# ASSIGNED TASK:
Exactly as they appear, copy the lines of the listing from the one containing "One point for each instance of the yellow" through the final line, both included, and nothing else.

_ _ _ _ _ _ _

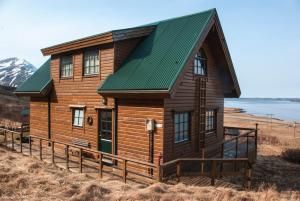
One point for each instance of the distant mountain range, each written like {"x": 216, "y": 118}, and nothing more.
{"x": 14, "y": 71}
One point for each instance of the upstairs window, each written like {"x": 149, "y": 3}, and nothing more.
{"x": 66, "y": 66}
{"x": 78, "y": 117}
{"x": 211, "y": 121}
{"x": 182, "y": 126}
{"x": 200, "y": 63}
{"x": 91, "y": 62}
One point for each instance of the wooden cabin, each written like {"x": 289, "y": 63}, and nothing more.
{"x": 153, "y": 92}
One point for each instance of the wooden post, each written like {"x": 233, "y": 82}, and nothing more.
{"x": 30, "y": 146}
{"x": 124, "y": 170}
{"x": 67, "y": 157}
{"x": 21, "y": 137}
{"x": 255, "y": 140}
{"x": 236, "y": 152}
{"x": 178, "y": 171}
{"x": 202, "y": 163}
{"x": 12, "y": 141}
{"x": 100, "y": 166}
{"x": 41, "y": 150}
{"x": 213, "y": 172}
{"x": 159, "y": 167}
{"x": 295, "y": 124}
{"x": 53, "y": 153}
{"x": 5, "y": 138}
{"x": 247, "y": 146}
{"x": 80, "y": 160}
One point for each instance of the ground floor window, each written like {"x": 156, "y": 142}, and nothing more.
{"x": 182, "y": 126}
{"x": 211, "y": 121}
{"x": 78, "y": 117}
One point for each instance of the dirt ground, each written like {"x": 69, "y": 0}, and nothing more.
{"x": 26, "y": 178}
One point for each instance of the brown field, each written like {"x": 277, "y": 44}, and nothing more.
{"x": 26, "y": 178}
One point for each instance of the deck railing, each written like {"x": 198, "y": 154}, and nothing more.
{"x": 244, "y": 143}
{"x": 117, "y": 162}
{"x": 217, "y": 167}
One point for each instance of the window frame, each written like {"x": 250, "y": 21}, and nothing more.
{"x": 84, "y": 67}
{"x": 211, "y": 121}
{"x": 63, "y": 65}
{"x": 200, "y": 63}
{"x": 182, "y": 134}
{"x": 78, "y": 118}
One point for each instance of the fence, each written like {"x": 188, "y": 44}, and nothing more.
{"x": 66, "y": 151}
{"x": 210, "y": 167}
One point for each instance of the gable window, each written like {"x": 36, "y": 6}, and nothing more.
{"x": 200, "y": 63}
{"x": 211, "y": 121}
{"x": 66, "y": 66}
{"x": 91, "y": 62}
{"x": 182, "y": 126}
{"x": 78, "y": 117}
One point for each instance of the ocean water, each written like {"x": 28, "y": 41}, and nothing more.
{"x": 285, "y": 109}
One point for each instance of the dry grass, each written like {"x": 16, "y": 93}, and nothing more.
{"x": 291, "y": 155}
{"x": 25, "y": 178}
{"x": 273, "y": 178}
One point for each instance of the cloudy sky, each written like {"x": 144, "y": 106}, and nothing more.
{"x": 263, "y": 36}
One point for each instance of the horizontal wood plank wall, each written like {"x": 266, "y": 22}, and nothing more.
{"x": 184, "y": 100}
{"x": 39, "y": 117}
{"x": 123, "y": 50}
{"x": 133, "y": 139}
{"x": 79, "y": 90}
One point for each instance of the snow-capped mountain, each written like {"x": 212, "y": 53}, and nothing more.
{"x": 14, "y": 71}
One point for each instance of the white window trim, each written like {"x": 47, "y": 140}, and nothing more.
{"x": 76, "y": 117}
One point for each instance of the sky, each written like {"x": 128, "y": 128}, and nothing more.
{"x": 263, "y": 36}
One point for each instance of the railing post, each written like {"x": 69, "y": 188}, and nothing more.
{"x": 5, "y": 138}
{"x": 53, "y": 153}
{"x": 80, "y": 160}
{"x": 248, "y": 177}
{"x": 236, "y": 151}
{"x": 12, "y": 141}
{"x": 178, "y": 171}
{"x": 41, "y": 150}
{"x": 255, "y": 140}
{"x": 213, "y": 172}
{"x": 100, "y": 166}
{"x": 67, "y": 157}
{"x": 202, "y": 163}
{"x": 21, "y": 137}
{"x": 247, "y": 146}
{"x": 124, "y": 170}
{"x": 30, "y": 146}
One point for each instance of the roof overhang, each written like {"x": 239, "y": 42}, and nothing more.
{"x": 99, "y": 39}
{"x": 42, "y": 93}
{"x": 136, "y": 93}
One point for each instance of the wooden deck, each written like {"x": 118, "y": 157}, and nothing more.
{"x": 239, "y": 153}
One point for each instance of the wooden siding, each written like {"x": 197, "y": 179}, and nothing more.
{"x": 183, "y": 100}
{"x": 39, "y": 117}
{"x": 133, "y": 139}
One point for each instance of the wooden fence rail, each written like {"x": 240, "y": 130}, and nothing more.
{"x": 124, "y": 166}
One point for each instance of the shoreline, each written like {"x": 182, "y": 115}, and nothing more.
{"x": 236, "y": 110}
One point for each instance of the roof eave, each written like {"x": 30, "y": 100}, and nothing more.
{"x": 42, "y": 93}
{"x": 99, "y": 39}
{"x": 113, "y": 93}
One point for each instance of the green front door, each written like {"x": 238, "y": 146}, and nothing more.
{"x": 105, "y": 131}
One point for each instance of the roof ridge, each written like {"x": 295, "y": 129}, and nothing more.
{"x": 175, "y": 18}
{"x": 193, "y": 46}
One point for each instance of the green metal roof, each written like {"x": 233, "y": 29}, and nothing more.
{"x": 158, "y": 60}
{"x": 38, "y": 82}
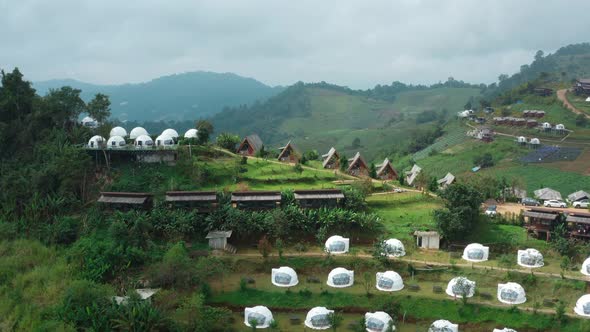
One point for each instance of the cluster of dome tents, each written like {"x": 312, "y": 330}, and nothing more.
{"x": 140, "y": 138}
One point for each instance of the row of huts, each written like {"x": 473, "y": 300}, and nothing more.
{"x": 206, "y": 201}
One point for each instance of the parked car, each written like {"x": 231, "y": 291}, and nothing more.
{"x": 554, "y": 203}
{"x": 527, "y": 201}
{"x": 491, "y": 211}
{"x": 581, "y": 204}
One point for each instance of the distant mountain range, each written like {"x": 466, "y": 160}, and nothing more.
{"x": 187, "y": 96}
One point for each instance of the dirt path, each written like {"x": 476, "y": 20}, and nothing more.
{"x": 562, "y": 95}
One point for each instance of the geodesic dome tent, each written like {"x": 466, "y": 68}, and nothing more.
{"x": 582, "y": 307}
{"x": 144, "y": 142}
{"x": 530, "y": 258}
{"x": 389, "y": 281}
{"x": 118, "y": 131}
{"x": 164, "y": 141}
{"x": 96, "y": 142}
{"x": 318, "y": 318}
{"x": 476, "y": 252}
{"x": 442, "y": 325}
{"x": 340, "y": 278}
{"x": 284, "y": 276}
{"x": 511, "y": 293}
{"x": 337, "y": 244}
{"x": 259, "y": 314}
{"x": 460, "y": 286}
{"x": 394, "y": 248}
{"x": 586, "y": 267}
{"x": 116, "y": 142}
{"x": 378, "y": 321}
{"x": 136, "y": 132}
{"x": 191, "y": 133}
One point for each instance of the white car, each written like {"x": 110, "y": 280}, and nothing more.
{"x": 554, "y": 203}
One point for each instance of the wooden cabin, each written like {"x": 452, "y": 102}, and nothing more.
{"x": 126, "y": 200}
{"x": 202, "y": 201}
{"x": 289, "y": 153}
{"x": 331, "y": 160}
{"x": 250, "y": 145}
{"x": 540, "y": 222}
{"x": 319, "y": 198}
{"x": 256, "y": 200}
{"x": 578, "y": 224}
{"x": 357, "y": 166}
{"x": 385, "y": 171}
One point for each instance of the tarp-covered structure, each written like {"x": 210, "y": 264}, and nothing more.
{"x": 260, "y": 316}
{"x": 476, "y": 252}
{"x": 530, "y": 258}
{"x": 511, "y": 293}
{"x": 389, "y": 281}
{"x": 340, "y": 278}
{"x": 318, "y": 318}
{"x": 337, "y": 244}
{"x": 284, "y": 276}
{"x": 378, "y": 321}
{"x": 461, "y": 286}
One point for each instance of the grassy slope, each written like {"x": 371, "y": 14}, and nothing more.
{"x": 336, "y": 119}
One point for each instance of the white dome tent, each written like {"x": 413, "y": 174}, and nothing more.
{"x": 143, "y": 142}
{"x": 460, "y": 286}
{"x": 389, "y": 281}
{"x": 337, "y": 244}
{"x": 511, "y": 293}
{"x": 442, "y": 325}
{"x": 96, "y": 142}
{"x": 586, "y": 267}
{"x": 284, "y": 276}
{"x": 136, "y": 132}
{"x": 394, "y": 248}
{"x": 583, "y": 306}
{"x": 165, "y": 141}
{"x": 378, "y": 321}
{"x": 116, "y": 142}
{"x": 118, "y": 131}
{"x": 191, "y": 133}
{"x": 531, "y": 258}
{"x": 170, "y": 132}
{"x": 476, "y": 252}
{"x": 318, "y": 318}
{"x": 340, "y": 278}
{"x": 260, "y": 314}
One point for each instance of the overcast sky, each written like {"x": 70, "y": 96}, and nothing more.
{"x": 355, "y": 43}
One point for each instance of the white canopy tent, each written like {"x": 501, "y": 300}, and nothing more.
{"x": 531, "y": 258}
{"x": 118, "y": 131}
{"x": 318, "y": 318}
{"x": 378, "y": 321}
{"x": 136, "y": 132}
{"x": 511, "y": 293}
{"x": 586, "y": 267}
{"x": 476, "y": 252}
{"x": 460, "y": 286}
{"x": 284, "y": 276}
{"x": 394, "y": 248}
{"x": 582, "y": 307}
{"x": 389, "y": 281}
{"x": 259, "y": 314}
{"x": 191, "y": 133}
{"x": 442, "y": 325}
{"x": 116, "y": 142}
{"x": 337, "y": 244}
{"x": 96, "y": 142}
{"x": 340, "y": 278}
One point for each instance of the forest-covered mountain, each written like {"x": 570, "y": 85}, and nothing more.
{"x": 185, "y": 96}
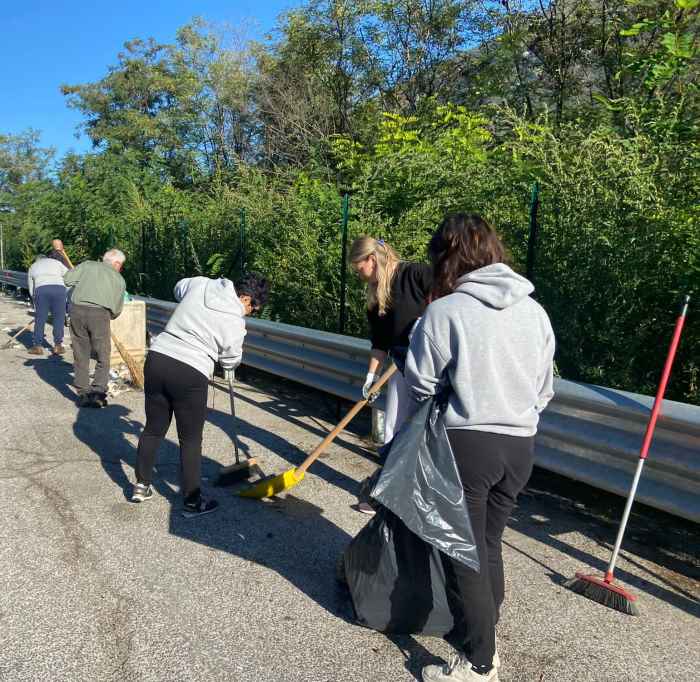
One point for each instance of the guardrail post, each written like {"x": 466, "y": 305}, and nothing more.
{"x": 378, "y": 425}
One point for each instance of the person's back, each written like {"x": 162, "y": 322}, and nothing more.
{"x": 97, "y": 298}
{"x": 46, "y": 271}
{"x": 97, "y": 284}
{"x": 206, "y": 326}
{"x": 498, "y": 344}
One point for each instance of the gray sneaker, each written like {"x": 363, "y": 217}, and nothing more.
{"x": 141, "y": 492}
{"x": 459, "y": 669}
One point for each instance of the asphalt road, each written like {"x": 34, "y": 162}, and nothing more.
{"x": 96, "y": 588}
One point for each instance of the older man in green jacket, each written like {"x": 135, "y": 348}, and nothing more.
{"x": 98, "y": 298}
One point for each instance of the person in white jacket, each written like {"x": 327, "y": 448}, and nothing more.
{"x": 207, "y": 326}
{"x": 46, "y": 287}
{"x": 488, "y": 348}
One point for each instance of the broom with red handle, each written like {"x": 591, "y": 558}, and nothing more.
{"x": 603, "y": 590}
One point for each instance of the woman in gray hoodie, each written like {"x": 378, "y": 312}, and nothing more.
{"x": 490, "y": 347}
{"x": 207, "y": 326}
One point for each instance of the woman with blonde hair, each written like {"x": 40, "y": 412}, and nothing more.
{"x": 397, "y": 293}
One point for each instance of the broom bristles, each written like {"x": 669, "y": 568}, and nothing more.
{"x": 603, "y": 593}
{"x": 135, "y": 368}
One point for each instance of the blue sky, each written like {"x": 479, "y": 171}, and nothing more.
{"x": 45, "y": 44}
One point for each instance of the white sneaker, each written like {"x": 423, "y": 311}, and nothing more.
{"x": 459, "y": 669}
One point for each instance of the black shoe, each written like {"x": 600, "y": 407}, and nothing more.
{"x": 97, "y": 400}
{"x": 141, "y": 492}
{"x": 198, "y": 508}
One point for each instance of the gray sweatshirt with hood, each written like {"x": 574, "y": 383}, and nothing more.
{"x": 207, "y": 325}
{"x": 494, "y": 345}
{"x": 44, "y": 272}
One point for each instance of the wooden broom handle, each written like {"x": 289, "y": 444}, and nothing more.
{"x": 344, "y": 422}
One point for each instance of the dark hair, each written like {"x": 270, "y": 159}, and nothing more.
{"x": 254, "y": 285}
{"x": 464, "y": 242}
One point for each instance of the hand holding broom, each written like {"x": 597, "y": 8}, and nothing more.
{"x": 277, "y": 484}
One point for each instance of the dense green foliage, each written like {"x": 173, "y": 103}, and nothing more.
{"x": 414, "y": 108}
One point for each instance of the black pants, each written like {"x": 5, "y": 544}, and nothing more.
{"x": 172, "y": 387}
{"x": 494, "y": 469}
{"x": 90, "y": 331}
{"x": 50, "y": 298}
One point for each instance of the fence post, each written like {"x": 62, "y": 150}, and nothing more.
{"x": 532, "y": 238}
{"x": 242, "y": 265}
{"x": 343, "y": 267}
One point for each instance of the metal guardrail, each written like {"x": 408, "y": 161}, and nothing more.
{"x": 588, "y": 433}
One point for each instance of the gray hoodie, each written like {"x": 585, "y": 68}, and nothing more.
{"x": 45, "y": 271}
{"x": 495, "y": 346}
{"x": 206, "y": 326}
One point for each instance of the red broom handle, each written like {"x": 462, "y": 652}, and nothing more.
{"x": 646, "y": 444}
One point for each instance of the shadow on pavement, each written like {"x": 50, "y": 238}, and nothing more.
{"x": 279, "y": 446}
{"x": 287, "y": 535}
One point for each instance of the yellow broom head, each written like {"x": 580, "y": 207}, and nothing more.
{"x": 273, "y": 485}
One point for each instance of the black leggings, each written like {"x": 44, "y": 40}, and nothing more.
{"x": 173, "y": 387}
{"x": 494, "y": 468}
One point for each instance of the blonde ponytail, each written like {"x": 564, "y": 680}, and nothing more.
{"x": 379, "y": 292}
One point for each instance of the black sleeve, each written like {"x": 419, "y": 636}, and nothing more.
{"x": 422, "y": 276}
{"x": 379, "y": 331}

_ _ _ _ _ _ _

# SOLUTION FOR THIS PROBLEM:
One point for each instance of the yellow broom head, each written like {"x": 580, "y": 207}, and nothing more.
{"x": 273, "y": 485}
One point for each instance of the black leggings, each written like {"x": 44, "y": 40}, and nothing more.
{"x": 173, "y": 387}
{"x": 494, "y": 468}
One point for each instance of the blonde ponytail, each written like {"x": 564, "y": 680}, and nothing more.
{"x": 379, "y": 292}
One point for each instance of the black sleeve, each written like {"x": 419, "y": 636}, and nothing more.
{"x": 422, "y": 276}
{"x": 379, "y": 331}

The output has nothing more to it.